AIM 1 =
Reproduce the passage of the State of the Union piece from "Last night, President" to "on the rich.".
AIM 2 =
Render this sentence from the State of the Union piece in Spanish: "Last night, President Obama addressed a joint session of Congress in the annual State of the Union speech."

SOURCE EXCERPT =
-=-=-

State of the Union Speech Sets Stage for Political Fights

Last night, President Obama addressed a joint session of Congress in the annual State of the Union speech. He was his usual eloquent and polished self as speaker, and the Congress behaved better than it did a few years ago when at least one member interrupted to call him a liar. Yet behind the civility of the occasion, the president set down his markers to protect his legacy, and the Republican Party now has two years to foil him. It’s going to be an ugly return to the Ford administration’s government by veto.

In his speech, the president laid out the statistics that proved the financial crisis of 2008 has really ended, “turning the page” was his term. Yet, the fact that the recovery has not found its way to the average American household is a problem. He proposed several ways to address that, from free community college to tax hikes on the rich.

-=-=-

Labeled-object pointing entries
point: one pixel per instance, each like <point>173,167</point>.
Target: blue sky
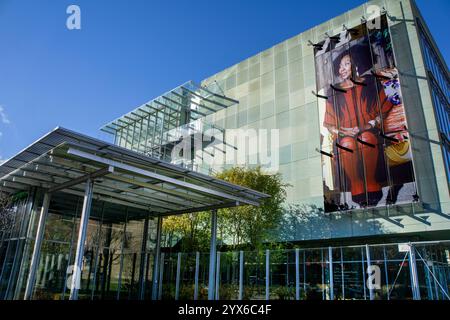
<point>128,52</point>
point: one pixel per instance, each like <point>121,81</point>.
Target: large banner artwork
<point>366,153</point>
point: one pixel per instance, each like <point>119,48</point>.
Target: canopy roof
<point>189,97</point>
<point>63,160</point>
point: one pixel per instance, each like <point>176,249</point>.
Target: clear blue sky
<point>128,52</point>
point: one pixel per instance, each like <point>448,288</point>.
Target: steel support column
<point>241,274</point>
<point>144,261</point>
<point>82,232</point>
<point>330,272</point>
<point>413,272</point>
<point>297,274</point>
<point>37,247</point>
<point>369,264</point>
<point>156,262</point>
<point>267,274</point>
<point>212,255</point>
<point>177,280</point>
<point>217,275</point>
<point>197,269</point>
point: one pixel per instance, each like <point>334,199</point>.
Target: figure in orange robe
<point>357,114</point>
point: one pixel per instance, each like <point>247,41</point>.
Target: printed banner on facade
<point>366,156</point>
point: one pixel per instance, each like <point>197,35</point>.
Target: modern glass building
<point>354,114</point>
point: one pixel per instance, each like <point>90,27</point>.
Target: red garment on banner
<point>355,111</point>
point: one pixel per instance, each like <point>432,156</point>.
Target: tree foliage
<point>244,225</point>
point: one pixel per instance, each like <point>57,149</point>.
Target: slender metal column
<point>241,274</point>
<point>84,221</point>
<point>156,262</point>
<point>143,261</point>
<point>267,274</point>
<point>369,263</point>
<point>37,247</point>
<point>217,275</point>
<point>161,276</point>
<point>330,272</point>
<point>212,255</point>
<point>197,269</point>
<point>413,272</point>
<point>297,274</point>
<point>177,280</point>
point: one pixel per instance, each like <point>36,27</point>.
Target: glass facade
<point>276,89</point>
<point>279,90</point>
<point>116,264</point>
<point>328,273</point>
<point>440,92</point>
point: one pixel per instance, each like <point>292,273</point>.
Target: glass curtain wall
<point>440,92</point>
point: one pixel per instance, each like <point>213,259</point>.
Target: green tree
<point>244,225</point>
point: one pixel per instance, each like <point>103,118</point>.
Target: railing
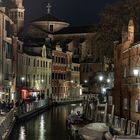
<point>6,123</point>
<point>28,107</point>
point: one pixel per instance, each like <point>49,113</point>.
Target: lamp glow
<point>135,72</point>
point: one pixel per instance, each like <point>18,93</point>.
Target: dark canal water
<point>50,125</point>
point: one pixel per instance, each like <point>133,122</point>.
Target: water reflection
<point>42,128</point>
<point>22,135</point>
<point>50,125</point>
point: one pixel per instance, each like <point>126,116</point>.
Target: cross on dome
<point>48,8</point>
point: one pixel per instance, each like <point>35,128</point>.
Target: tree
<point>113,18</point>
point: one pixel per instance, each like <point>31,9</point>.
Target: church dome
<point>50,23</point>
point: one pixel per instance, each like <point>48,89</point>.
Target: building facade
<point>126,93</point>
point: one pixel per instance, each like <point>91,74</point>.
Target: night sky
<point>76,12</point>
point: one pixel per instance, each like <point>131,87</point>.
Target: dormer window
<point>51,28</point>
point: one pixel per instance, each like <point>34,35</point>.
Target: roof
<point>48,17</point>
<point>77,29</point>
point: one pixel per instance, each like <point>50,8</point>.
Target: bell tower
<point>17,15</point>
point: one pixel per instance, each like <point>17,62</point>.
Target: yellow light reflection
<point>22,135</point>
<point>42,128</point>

-=-=-

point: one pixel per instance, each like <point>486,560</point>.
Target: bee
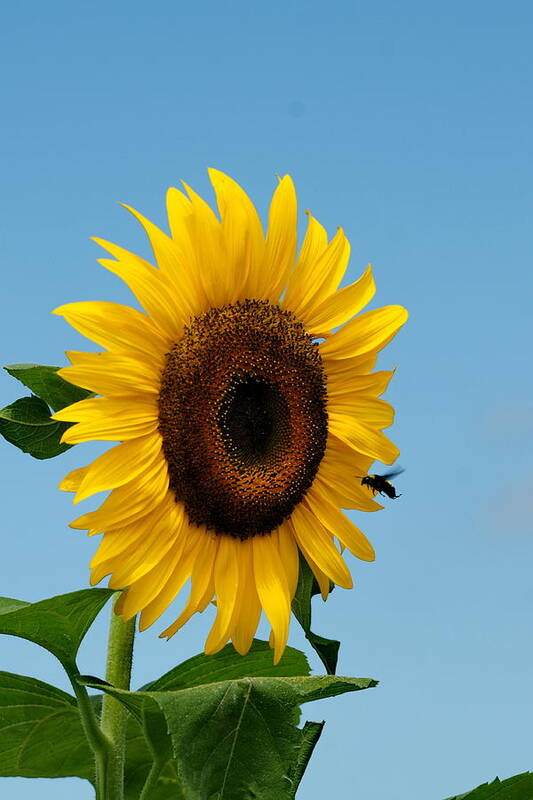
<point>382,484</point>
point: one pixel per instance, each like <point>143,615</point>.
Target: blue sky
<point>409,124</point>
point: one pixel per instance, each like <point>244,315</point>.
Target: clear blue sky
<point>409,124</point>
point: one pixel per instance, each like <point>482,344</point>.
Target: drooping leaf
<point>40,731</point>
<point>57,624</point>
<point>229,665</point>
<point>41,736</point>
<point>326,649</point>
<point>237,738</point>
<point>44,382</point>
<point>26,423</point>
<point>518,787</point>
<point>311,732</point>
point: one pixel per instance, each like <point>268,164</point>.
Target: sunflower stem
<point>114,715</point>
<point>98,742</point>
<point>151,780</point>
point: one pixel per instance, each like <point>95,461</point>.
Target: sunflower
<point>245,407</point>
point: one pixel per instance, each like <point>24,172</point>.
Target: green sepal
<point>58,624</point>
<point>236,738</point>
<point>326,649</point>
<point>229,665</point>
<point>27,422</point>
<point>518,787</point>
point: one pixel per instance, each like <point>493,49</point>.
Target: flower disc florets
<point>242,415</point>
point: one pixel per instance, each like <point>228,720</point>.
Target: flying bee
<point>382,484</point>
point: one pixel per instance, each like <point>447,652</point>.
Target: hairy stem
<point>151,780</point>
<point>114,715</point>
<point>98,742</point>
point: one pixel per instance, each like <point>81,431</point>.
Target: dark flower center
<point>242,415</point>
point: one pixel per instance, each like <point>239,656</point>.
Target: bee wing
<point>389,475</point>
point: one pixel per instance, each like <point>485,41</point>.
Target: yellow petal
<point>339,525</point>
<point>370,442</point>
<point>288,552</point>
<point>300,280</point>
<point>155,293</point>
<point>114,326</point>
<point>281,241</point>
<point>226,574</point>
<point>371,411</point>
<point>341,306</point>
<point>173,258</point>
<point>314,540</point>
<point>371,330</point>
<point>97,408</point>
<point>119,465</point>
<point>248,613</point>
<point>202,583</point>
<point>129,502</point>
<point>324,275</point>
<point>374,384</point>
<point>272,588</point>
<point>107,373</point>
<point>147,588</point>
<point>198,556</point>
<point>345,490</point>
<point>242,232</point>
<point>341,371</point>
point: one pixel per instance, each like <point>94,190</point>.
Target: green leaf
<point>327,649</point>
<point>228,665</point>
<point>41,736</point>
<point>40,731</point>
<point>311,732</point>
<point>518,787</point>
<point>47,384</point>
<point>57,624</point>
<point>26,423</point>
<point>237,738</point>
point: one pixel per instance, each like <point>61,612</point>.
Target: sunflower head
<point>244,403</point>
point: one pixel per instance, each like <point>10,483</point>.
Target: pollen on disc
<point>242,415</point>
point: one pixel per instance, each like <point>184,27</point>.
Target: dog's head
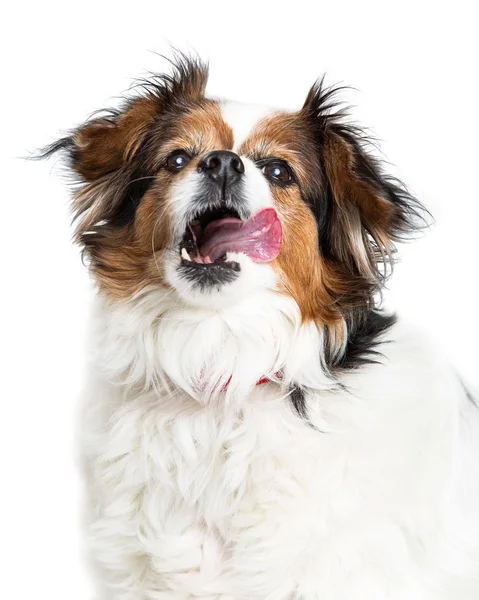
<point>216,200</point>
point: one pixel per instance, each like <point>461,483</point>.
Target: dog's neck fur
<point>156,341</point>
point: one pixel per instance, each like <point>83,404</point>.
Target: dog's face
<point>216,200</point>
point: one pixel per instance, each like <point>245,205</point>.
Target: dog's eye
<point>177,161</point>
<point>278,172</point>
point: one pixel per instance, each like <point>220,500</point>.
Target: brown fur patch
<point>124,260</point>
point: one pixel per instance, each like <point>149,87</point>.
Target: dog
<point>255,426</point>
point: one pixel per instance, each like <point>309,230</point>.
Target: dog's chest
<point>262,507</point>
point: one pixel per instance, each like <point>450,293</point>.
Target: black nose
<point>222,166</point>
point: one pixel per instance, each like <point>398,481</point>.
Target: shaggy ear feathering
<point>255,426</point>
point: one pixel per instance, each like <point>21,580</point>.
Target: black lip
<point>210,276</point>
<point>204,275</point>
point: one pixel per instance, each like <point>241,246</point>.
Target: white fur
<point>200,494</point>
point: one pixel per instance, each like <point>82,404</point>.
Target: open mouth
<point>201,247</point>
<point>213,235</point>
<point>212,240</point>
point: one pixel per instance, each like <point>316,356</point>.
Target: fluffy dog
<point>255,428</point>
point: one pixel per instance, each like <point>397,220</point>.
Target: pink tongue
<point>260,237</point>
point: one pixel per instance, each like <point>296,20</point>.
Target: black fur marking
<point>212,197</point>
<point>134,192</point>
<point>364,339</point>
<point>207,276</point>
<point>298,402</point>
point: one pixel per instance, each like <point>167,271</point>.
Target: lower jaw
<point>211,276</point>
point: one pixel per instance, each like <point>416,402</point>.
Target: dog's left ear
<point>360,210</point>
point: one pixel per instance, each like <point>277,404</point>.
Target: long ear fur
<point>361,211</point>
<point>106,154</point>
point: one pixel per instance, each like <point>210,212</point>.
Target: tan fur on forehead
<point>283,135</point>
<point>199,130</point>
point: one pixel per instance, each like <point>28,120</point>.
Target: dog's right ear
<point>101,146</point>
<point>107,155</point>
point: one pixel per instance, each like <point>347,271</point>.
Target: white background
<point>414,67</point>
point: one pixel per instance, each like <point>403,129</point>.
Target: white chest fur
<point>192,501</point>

-=-=-

EXPECTED ANSWER 1 =
Last night, President Obama addressed a joint session of Congress in the annual State of the Union speech. He was his usual eloquent and polished self as speaker, and the Congress behaved better than it did a few years ago when at least one member interrupted to call him a liar. Yet behind the civility of the occasion, the president set down his markers to protect his legacy, and the Republican Party now has two years to foil him. It’s going to be an ugly return to the Ford administration’s government by veto.

In his speech, the president laid out the statistics that proved the financial crisis of 2008 has really ended, “turning the page” was his term. Yet, the fact that the recovery has not found its way to the average American household is a problem. He proposed several ways to address that, from free community college to tax hikes on the rich.

EXPECTED ANSWER 2 =
Anoche, el presidente Obama se dirigió a una sesión conjunta del Congreso en el discurso anual del Estado de la Unión.